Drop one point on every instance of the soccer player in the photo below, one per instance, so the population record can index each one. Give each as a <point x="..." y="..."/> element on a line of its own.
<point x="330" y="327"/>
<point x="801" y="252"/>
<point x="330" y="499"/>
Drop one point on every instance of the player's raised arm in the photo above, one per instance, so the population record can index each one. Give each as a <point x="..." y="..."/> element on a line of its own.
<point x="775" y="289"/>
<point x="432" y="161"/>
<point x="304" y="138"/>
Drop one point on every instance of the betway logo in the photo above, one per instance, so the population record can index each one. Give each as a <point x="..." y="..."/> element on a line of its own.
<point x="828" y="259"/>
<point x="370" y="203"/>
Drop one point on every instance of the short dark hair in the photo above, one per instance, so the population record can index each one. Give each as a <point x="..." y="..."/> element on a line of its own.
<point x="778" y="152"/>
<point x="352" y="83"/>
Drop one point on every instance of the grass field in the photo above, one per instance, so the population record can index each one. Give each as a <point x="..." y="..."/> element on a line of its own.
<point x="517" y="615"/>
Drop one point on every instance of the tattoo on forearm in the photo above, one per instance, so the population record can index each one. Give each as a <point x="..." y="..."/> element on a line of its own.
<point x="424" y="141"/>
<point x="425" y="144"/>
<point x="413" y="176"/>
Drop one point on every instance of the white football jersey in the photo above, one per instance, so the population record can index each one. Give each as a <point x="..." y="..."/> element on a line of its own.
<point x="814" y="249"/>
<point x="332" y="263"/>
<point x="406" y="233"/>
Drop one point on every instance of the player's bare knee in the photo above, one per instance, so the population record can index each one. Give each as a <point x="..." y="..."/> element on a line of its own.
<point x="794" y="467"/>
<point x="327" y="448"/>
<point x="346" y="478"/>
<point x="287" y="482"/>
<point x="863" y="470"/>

Directions =
Rewrite the lines from the one containing "Drop one point on every instance of the short" through the end of the data, changing "population record" to "survey catalog" and leaving everything else unchanged.

Solution to this task =
Drop one point on every instance of the short dark hair in the photo above, one per instance, so the survey catalog can index each one. Give each as a <point x="..." y="..."/> element on a line of its own.
<point x="778" y="152"/>
<point x="352" y="83"/>
Drop one point on every instance of the grass field in the photo above, one per instance, so the survey catalog can index each one. Give each as a <point x="..." y="..."/> element on a line of its own.
<point x="517" y="615"/>
Drop one point on every instance of the tattoo on forearm in the photo above, one per instance, so the survey catalog can index each one. Give each as a <point x="..." y="..."/> element on a line of its own.
<point x="424" y="141"/>
<point x="425" y="144"/>
<point x="413" y="176"/>
Drop one point on every instance of the white football jersey in the photo above, one per instance, so the survey catalog can index each one. Give each as a <point x="..." y="..."/> element on a line of its own.
<point x="814" y="249"/>
<point x="332" y="263"/>
<point x="406" y="233"/>
Drop one point on every instance of the player's bare knee in the photo above, one per instance, so the survey catalog can index each one. Give each as a <point x="..." y="..."/> element on a line of its own.
<point x="794" y="467"/>
<point x="327" y="448"/>
<point x="346" y="478"/>
<point x="287" y="482"/>
<point x="863" y="470"/>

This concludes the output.